> **Task to carry out**
Answer these from the notebook below.
1. Which path is added to sys.path?
2. What author name does the query exclude?
3. What number does nopan.count() return?

> **Passage shown**
# Explore the datasets that are not PAN 
- Find out the distribution/population of the geospatial metadata fields 
- Can we directly use GeoNames to get the entities? 
- Between step: add administrative levels 

In [77]:
import sys
# Specify the path to the scripts folder
sys.path.append('../scripts/')
from mongodb import load_data

In [78]:
collection = load_data()

In [79]:
# This query selects all records that are not PAN and have no geospatial information 
query = {
    "$and": [
        {"ore:describes.dansTemporalSpatial:dansSpatialPoint": {"$exists": False}},
        {"ore:describes.dansTemporalSpatial:dansSpatialBox": {"$exists": False}},
        # condition that the author field is not PAN: 
        {"ore:describes.author.citation:authorName": {"$ne": "Portable Antiquities of the Netherlands"}}
    ]
}

In [80]:
nopan = collection.find(query)

In [81]:
nopan.count()

  nopan.count()


5878

In [82]:
type(nopan)

> **Information provided**

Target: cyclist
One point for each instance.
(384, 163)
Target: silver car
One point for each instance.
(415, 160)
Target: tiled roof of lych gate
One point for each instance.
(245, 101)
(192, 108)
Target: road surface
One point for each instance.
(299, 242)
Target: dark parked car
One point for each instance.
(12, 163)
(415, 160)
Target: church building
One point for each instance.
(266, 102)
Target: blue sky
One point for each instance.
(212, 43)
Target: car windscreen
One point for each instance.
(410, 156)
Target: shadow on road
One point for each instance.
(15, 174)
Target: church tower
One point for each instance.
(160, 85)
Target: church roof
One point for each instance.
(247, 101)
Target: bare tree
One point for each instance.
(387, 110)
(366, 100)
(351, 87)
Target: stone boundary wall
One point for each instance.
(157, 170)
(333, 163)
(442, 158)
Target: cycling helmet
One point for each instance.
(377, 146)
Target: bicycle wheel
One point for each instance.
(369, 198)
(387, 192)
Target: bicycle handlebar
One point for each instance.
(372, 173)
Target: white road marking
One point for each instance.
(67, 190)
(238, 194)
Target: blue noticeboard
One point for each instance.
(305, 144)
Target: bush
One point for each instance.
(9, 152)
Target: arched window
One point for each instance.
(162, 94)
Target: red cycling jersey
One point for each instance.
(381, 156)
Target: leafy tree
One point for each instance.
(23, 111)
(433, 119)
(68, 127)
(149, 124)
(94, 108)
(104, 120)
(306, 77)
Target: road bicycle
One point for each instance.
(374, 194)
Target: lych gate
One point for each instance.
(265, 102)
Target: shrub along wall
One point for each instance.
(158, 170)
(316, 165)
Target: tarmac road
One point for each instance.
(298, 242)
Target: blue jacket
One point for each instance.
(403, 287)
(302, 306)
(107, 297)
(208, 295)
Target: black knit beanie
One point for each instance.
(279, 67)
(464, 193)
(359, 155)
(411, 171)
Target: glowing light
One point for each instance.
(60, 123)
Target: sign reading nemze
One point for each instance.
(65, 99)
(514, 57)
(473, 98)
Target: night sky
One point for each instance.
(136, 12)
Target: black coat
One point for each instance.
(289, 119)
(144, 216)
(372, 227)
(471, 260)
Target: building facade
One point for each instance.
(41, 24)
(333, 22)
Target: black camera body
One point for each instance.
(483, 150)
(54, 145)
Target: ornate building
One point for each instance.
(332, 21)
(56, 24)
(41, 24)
==
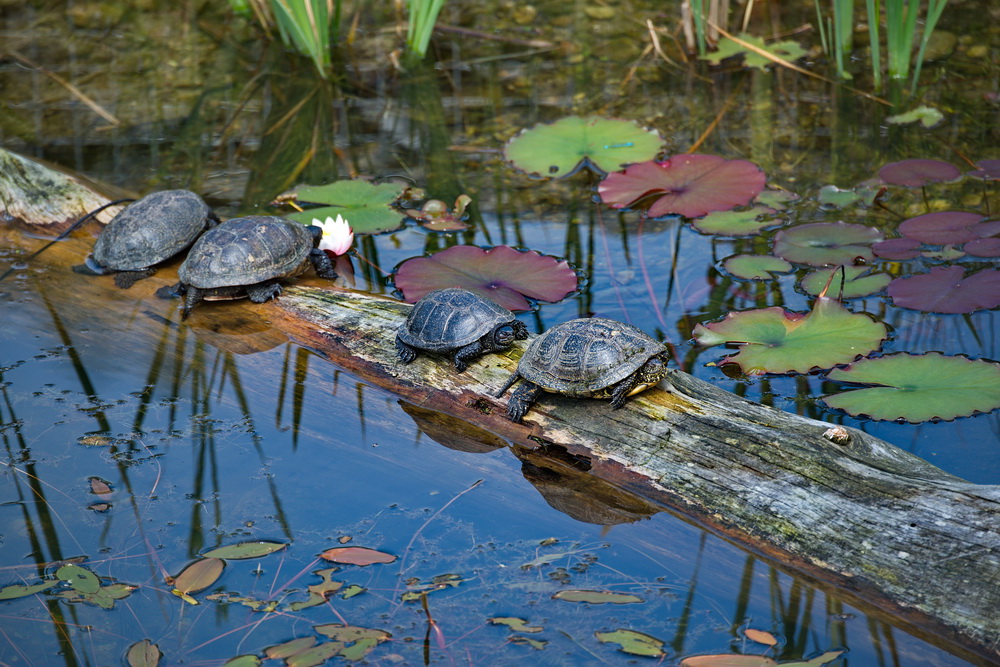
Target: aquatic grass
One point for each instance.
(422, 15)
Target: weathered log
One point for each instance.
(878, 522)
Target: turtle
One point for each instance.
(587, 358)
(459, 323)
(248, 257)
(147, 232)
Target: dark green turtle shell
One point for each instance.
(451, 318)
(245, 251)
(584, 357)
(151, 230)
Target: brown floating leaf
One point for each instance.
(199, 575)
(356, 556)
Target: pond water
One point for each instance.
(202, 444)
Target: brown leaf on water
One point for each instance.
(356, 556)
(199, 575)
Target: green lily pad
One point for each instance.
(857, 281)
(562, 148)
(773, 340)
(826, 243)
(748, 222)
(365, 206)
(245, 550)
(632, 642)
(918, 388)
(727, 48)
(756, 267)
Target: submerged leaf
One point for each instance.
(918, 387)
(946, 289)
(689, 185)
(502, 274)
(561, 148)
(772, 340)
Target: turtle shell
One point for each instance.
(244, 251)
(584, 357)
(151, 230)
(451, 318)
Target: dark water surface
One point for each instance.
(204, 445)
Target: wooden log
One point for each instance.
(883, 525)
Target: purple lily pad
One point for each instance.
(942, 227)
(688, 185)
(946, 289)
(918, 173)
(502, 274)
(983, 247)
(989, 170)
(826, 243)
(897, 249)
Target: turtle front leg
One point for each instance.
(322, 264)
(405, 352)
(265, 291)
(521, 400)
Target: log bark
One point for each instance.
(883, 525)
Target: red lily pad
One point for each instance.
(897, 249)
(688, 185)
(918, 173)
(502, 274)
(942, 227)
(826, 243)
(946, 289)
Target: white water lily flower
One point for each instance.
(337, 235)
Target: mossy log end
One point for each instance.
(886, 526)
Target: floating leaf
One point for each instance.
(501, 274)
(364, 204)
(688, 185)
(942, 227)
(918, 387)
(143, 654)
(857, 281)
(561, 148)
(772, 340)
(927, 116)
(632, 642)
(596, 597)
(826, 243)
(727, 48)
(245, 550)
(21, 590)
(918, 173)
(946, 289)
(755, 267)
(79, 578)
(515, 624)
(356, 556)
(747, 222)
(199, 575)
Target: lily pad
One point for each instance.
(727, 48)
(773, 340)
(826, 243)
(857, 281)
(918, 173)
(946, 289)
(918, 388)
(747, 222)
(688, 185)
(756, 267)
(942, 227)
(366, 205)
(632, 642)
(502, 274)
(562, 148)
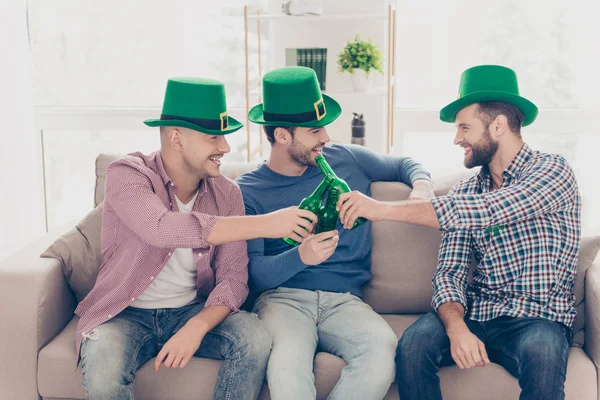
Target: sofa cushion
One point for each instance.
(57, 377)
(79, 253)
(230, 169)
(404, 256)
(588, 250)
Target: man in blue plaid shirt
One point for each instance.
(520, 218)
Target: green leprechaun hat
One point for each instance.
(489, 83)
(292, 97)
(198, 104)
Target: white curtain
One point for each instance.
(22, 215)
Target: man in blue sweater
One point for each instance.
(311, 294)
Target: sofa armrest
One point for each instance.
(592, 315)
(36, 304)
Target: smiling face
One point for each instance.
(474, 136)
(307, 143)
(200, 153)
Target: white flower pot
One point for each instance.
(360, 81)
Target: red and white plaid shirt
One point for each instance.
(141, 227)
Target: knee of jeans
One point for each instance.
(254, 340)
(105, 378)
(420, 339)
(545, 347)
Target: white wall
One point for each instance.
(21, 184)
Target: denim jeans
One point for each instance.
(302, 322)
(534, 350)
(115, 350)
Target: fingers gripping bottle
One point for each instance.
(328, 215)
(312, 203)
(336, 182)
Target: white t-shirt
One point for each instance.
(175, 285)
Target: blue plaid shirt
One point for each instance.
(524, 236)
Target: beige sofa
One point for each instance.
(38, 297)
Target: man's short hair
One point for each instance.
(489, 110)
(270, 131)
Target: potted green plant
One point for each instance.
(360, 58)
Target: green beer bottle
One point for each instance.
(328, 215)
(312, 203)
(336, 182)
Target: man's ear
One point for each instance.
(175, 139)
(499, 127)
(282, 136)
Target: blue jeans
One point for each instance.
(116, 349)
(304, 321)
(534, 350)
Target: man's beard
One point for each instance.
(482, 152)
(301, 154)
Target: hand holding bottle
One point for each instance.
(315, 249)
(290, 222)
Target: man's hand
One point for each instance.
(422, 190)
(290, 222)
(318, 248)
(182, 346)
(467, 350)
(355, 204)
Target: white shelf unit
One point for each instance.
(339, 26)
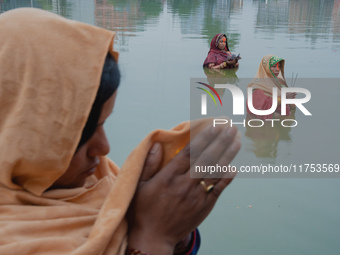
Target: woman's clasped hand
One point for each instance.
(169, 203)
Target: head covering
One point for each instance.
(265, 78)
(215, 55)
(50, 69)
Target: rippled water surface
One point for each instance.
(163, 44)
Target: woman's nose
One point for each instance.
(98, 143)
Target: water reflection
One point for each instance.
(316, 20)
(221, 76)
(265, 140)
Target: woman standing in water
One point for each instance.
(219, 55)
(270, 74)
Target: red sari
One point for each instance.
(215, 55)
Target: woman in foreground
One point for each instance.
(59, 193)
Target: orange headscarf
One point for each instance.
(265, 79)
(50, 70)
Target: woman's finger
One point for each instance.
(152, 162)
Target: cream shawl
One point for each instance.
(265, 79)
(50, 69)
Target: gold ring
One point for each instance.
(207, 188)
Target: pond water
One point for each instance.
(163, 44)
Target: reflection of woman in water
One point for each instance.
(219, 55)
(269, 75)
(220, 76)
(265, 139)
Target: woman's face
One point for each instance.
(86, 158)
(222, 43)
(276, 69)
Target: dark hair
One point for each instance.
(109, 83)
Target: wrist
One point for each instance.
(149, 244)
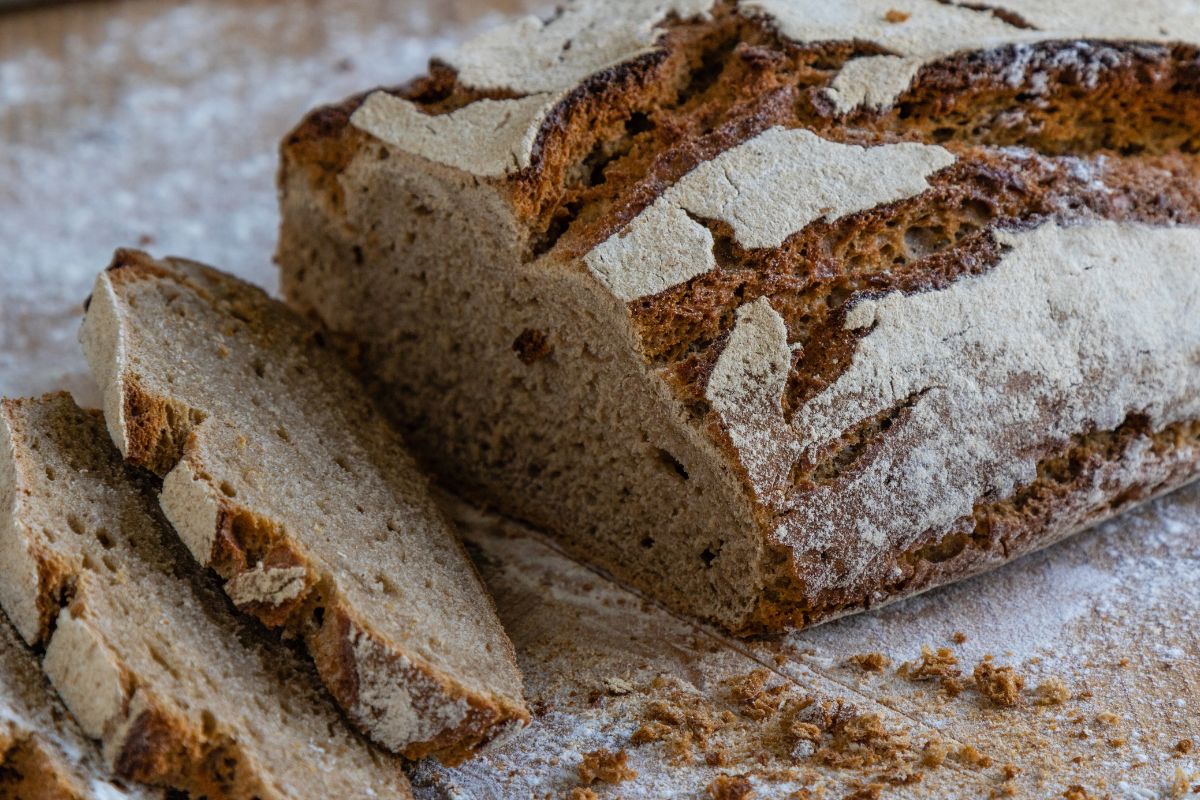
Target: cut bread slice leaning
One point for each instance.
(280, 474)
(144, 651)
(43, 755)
...
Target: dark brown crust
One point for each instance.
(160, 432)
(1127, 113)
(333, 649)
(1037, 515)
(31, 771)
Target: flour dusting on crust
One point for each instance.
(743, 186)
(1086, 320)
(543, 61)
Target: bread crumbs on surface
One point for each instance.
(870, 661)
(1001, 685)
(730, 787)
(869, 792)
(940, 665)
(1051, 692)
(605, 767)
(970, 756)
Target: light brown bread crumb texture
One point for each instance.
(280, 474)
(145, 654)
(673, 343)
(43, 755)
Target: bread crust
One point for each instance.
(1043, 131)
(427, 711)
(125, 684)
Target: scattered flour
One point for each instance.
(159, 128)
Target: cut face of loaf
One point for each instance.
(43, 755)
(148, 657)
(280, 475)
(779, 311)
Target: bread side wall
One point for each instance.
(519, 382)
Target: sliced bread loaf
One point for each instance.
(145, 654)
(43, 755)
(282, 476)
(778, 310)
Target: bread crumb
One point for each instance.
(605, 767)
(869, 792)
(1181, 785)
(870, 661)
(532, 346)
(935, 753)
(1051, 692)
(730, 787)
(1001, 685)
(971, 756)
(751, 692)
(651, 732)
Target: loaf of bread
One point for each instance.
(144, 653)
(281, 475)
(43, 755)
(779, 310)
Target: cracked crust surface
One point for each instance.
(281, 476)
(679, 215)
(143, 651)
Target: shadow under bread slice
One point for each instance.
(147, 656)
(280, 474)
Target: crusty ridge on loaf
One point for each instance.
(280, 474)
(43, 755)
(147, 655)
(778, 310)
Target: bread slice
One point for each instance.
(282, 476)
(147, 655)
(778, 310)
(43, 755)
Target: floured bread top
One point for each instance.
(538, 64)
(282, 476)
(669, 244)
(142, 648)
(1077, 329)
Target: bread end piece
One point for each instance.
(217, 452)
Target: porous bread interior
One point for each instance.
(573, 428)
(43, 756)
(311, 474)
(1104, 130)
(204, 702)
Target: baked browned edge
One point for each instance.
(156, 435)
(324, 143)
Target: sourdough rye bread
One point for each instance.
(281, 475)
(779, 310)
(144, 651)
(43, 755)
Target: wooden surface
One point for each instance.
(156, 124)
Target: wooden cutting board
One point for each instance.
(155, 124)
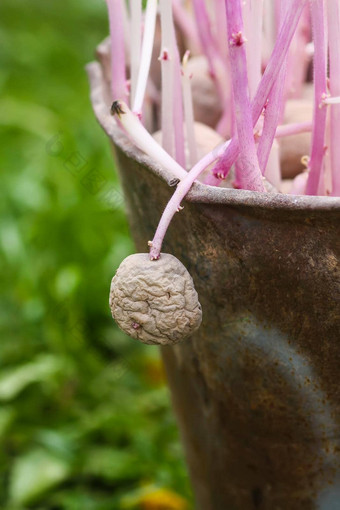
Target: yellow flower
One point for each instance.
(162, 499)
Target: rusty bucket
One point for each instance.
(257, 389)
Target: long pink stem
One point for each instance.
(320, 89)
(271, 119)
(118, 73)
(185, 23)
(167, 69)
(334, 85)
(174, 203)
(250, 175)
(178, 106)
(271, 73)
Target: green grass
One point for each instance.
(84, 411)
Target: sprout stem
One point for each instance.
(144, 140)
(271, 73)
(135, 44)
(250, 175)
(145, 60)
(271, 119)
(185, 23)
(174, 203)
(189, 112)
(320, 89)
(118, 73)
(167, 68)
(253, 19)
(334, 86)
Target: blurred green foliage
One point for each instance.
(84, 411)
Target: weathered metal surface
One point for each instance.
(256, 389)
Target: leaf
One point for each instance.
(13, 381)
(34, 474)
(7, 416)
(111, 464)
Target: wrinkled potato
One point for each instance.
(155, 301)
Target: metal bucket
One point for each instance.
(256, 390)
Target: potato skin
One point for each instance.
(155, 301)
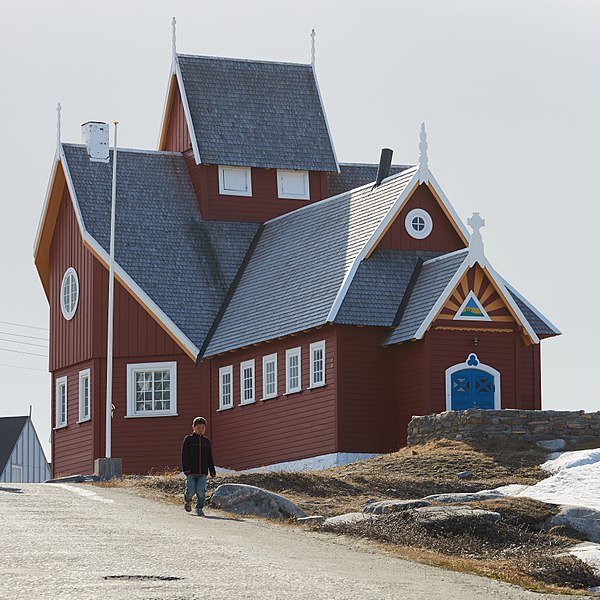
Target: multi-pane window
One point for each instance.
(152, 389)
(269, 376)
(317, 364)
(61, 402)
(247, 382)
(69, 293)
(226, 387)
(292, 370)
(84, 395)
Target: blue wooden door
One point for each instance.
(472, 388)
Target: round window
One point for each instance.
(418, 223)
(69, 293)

> **Task output**
1. '../scripts/'
2. Portable Antiquities of the Netherlands
3. 5878